◆ Data in this exercise
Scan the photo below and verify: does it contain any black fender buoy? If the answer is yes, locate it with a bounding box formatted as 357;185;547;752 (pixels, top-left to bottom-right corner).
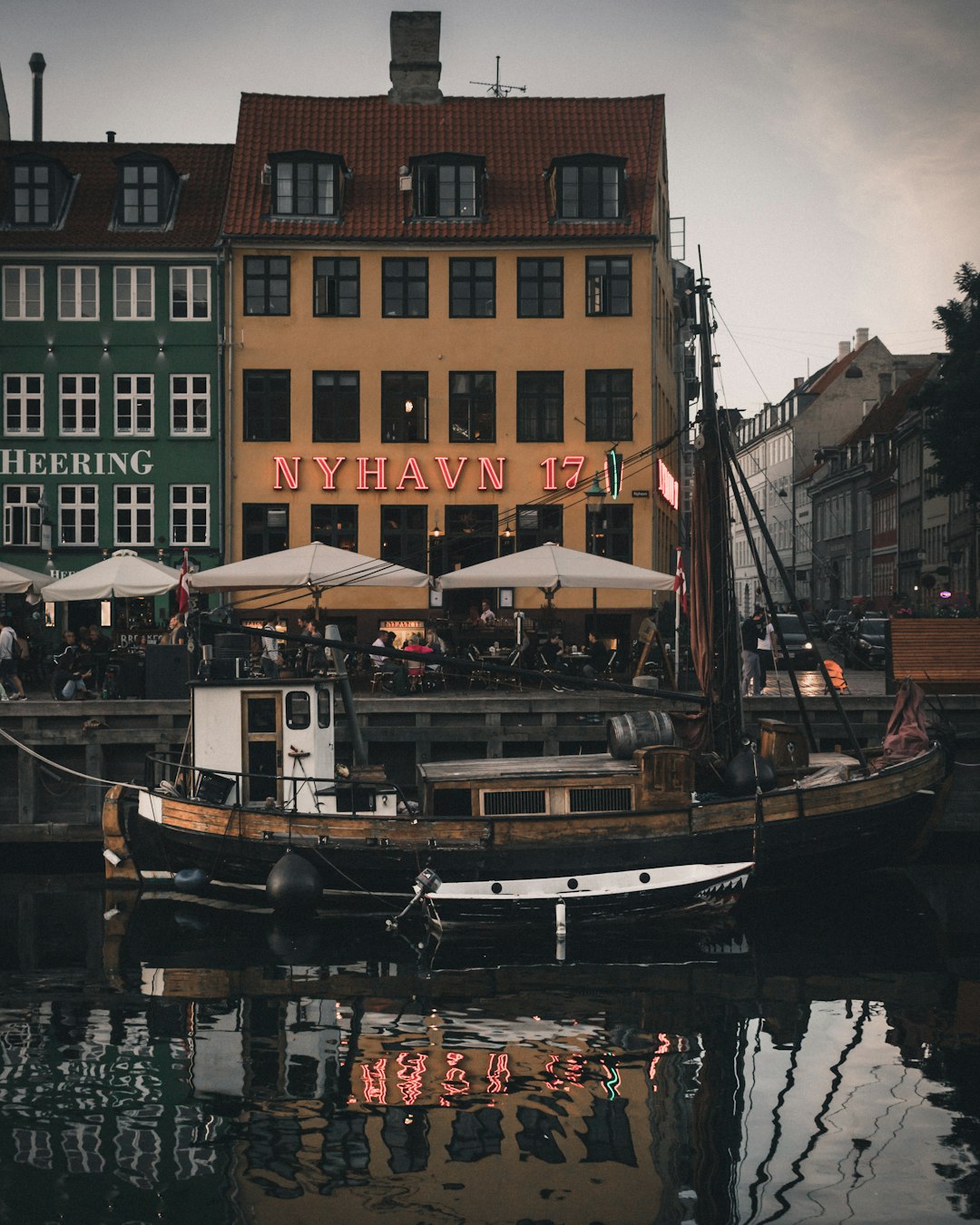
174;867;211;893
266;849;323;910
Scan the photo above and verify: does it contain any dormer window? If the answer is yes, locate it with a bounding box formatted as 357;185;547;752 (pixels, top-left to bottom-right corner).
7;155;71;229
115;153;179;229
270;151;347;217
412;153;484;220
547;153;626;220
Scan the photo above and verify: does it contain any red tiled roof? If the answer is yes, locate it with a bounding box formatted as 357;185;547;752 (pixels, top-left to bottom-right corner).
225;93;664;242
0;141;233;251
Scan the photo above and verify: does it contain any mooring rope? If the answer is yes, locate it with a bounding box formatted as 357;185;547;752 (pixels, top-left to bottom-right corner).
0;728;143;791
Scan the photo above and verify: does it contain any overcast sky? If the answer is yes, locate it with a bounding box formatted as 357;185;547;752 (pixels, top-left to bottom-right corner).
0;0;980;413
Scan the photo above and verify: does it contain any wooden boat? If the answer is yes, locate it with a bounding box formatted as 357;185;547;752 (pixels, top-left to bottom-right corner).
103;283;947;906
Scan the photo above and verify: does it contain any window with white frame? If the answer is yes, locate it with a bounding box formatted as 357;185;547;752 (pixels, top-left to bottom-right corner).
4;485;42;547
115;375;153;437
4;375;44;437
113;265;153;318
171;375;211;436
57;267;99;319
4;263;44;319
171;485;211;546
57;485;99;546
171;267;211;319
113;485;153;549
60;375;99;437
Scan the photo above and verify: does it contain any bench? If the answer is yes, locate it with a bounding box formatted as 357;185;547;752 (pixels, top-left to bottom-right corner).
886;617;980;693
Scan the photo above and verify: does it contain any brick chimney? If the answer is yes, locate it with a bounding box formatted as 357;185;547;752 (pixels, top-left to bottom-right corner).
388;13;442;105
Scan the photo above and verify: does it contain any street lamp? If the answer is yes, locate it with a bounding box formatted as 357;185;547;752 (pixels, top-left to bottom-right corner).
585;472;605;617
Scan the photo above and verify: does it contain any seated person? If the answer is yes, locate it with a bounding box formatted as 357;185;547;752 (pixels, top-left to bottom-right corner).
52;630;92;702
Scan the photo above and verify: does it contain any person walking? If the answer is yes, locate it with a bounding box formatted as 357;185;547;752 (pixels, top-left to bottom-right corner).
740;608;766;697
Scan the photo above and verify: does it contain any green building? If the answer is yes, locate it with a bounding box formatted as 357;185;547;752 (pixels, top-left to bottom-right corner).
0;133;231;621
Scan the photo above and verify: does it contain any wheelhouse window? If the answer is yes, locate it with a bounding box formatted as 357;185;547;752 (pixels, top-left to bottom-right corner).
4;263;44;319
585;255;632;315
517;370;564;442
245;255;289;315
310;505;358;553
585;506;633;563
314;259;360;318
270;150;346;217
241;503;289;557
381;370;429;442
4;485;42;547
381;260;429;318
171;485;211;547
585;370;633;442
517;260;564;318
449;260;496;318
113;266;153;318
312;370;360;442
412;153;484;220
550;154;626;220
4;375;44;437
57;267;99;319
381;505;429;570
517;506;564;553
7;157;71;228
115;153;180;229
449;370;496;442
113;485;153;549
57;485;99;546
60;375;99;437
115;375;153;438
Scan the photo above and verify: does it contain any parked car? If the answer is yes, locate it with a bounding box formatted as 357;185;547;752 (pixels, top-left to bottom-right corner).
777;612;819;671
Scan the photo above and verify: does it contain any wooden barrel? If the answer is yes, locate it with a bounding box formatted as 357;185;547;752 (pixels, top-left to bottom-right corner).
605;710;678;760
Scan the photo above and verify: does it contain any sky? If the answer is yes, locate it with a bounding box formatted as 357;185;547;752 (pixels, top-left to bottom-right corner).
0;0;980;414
* * *
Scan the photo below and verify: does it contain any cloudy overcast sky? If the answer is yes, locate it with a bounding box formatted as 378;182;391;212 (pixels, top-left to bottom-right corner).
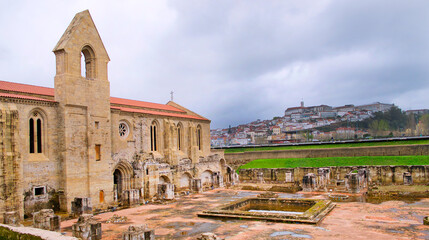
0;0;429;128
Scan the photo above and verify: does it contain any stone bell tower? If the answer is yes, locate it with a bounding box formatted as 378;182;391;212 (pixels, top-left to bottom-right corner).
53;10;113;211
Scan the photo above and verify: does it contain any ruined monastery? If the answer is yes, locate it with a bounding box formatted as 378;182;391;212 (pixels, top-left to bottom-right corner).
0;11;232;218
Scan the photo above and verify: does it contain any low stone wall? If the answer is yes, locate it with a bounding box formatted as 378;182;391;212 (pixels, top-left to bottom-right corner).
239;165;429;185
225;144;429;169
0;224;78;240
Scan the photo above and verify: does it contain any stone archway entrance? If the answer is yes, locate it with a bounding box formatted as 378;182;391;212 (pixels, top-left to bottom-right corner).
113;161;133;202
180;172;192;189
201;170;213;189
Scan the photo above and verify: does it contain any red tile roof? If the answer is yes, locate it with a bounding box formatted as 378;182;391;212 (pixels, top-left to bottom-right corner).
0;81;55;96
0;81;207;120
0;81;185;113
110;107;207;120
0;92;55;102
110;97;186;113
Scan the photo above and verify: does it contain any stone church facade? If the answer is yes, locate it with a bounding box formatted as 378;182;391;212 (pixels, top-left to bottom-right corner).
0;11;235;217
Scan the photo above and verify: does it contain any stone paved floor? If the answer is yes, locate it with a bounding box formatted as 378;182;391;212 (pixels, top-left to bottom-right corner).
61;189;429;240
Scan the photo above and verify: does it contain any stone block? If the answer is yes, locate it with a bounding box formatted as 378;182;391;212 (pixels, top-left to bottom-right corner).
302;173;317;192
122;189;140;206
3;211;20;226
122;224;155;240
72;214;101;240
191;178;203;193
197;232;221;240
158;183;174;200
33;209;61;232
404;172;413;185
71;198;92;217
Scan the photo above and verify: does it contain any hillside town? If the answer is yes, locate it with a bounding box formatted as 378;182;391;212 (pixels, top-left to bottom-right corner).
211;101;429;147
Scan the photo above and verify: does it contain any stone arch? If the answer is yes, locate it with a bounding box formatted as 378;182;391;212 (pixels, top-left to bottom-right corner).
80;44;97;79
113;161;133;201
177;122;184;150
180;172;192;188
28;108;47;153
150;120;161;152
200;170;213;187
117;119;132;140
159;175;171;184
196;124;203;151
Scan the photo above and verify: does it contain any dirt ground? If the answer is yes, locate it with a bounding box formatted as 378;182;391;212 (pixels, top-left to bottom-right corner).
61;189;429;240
==
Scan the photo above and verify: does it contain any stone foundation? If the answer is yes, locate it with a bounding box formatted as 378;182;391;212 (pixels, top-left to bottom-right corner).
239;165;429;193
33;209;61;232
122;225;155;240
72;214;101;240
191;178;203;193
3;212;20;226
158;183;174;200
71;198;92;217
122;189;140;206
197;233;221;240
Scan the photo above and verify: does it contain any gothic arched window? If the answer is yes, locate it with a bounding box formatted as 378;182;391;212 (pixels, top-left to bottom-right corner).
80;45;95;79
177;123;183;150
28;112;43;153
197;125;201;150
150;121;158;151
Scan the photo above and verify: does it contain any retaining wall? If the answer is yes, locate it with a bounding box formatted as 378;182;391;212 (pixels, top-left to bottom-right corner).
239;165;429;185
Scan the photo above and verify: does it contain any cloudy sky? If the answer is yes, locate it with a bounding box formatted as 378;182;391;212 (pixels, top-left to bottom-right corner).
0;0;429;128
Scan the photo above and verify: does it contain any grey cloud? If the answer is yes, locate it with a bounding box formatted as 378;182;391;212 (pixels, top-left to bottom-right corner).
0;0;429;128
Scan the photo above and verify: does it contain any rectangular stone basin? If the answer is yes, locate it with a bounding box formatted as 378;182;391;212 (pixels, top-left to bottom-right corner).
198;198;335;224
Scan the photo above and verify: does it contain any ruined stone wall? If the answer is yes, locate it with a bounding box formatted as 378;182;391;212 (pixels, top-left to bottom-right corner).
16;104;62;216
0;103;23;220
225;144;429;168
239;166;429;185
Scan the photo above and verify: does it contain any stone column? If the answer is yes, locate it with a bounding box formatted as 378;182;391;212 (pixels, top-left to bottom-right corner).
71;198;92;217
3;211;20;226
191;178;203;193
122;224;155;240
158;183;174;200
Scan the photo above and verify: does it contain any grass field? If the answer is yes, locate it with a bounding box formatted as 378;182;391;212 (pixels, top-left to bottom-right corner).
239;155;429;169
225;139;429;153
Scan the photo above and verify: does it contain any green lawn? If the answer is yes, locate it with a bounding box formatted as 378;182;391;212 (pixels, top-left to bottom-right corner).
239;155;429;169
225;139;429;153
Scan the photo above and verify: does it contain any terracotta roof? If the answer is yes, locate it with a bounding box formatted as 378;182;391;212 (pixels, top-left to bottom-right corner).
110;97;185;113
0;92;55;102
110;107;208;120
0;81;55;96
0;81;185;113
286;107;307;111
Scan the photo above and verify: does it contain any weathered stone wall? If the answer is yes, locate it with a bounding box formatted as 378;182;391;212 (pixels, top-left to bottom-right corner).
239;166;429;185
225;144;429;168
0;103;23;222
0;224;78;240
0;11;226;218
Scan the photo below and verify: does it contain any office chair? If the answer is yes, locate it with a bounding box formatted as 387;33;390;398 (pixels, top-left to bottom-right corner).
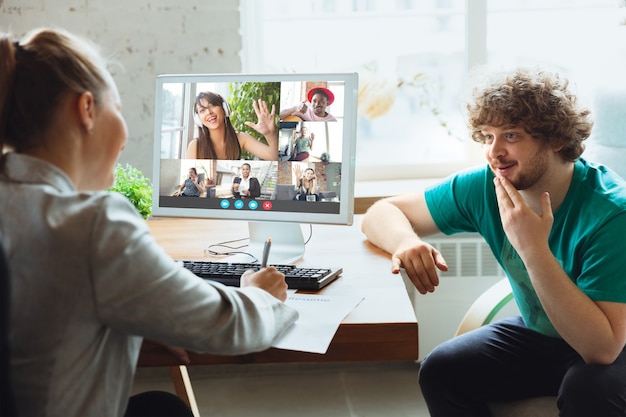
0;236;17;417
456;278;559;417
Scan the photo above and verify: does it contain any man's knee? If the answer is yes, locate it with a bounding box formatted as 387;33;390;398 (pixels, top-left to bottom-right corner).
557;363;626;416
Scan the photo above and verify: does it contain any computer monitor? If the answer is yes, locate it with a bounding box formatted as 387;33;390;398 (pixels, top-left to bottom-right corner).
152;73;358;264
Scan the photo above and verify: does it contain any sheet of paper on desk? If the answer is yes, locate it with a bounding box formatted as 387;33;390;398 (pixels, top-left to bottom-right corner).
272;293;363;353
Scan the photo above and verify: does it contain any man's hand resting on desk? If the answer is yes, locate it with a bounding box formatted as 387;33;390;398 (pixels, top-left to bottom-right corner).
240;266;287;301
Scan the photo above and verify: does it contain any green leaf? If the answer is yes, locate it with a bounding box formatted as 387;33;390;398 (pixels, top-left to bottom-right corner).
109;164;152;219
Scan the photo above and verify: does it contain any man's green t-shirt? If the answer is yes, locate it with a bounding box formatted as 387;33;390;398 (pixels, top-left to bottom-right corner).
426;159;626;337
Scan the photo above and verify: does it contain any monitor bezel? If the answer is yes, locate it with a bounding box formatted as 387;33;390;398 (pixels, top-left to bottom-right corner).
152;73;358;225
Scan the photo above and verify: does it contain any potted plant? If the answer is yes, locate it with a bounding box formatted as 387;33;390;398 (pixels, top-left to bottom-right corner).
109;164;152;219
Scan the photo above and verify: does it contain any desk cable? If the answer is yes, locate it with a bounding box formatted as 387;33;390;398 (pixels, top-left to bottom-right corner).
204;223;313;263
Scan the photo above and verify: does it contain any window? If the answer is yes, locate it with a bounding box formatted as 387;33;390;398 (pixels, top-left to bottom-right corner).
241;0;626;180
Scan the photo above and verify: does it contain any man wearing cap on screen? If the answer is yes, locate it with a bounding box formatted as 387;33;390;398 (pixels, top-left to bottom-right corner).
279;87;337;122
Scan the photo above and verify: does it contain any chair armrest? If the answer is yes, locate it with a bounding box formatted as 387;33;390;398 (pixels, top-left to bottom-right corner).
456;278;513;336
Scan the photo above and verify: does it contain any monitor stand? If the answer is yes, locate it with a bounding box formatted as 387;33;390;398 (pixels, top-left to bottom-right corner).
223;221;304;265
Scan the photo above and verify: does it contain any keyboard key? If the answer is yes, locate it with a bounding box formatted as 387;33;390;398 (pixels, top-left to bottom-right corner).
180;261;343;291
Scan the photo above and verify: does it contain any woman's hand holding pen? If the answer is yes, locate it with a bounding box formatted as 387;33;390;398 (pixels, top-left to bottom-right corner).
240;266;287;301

◆ Written instruction
Copy the records again, starting at the line that has "Scan the photo above and verify: does it contain any sheet" and stopping after the line that has "152;73;358;225". Switch each "desk" to "table" and keep everything else the same.

◆ The solution
Scan the photo above and verify: does it contain any sheet of paper on table? If the answer is yes, locate it with a bounding box formatted as 387;33;390;398 (pixels, top-left to bottom-right corner).
272;293;363;353
Scan the photo above and verify: does it contain any man's hand resting on table? If the answer is yes, locate it with a bounding box formatted as 387;33;390;398 (pixels, top-left to bottom-right corner).
240;266;287;301
Scan the photo above and verify: does it contain any green leaf? If the answer is yes, locate it with a bounding box formatted as 387;33;390;398 (pixels, top-left to bottom-right corner).
109;164;152;219
Scan the photo above and verify: does it contain any man's green t-shirt? If the answer is yes, locate it with a bounding box formatted as 387;33;390;398 (pixels, top-left to bottom-right corner).
426;159;626;337
Scan the photo above and verify: does it contain any monitor bezel? If the answer is yes, locate it with a bounding box formatted as 387;33;390;398 (pixels, top-left to bottom-right corner).
152;73;358;225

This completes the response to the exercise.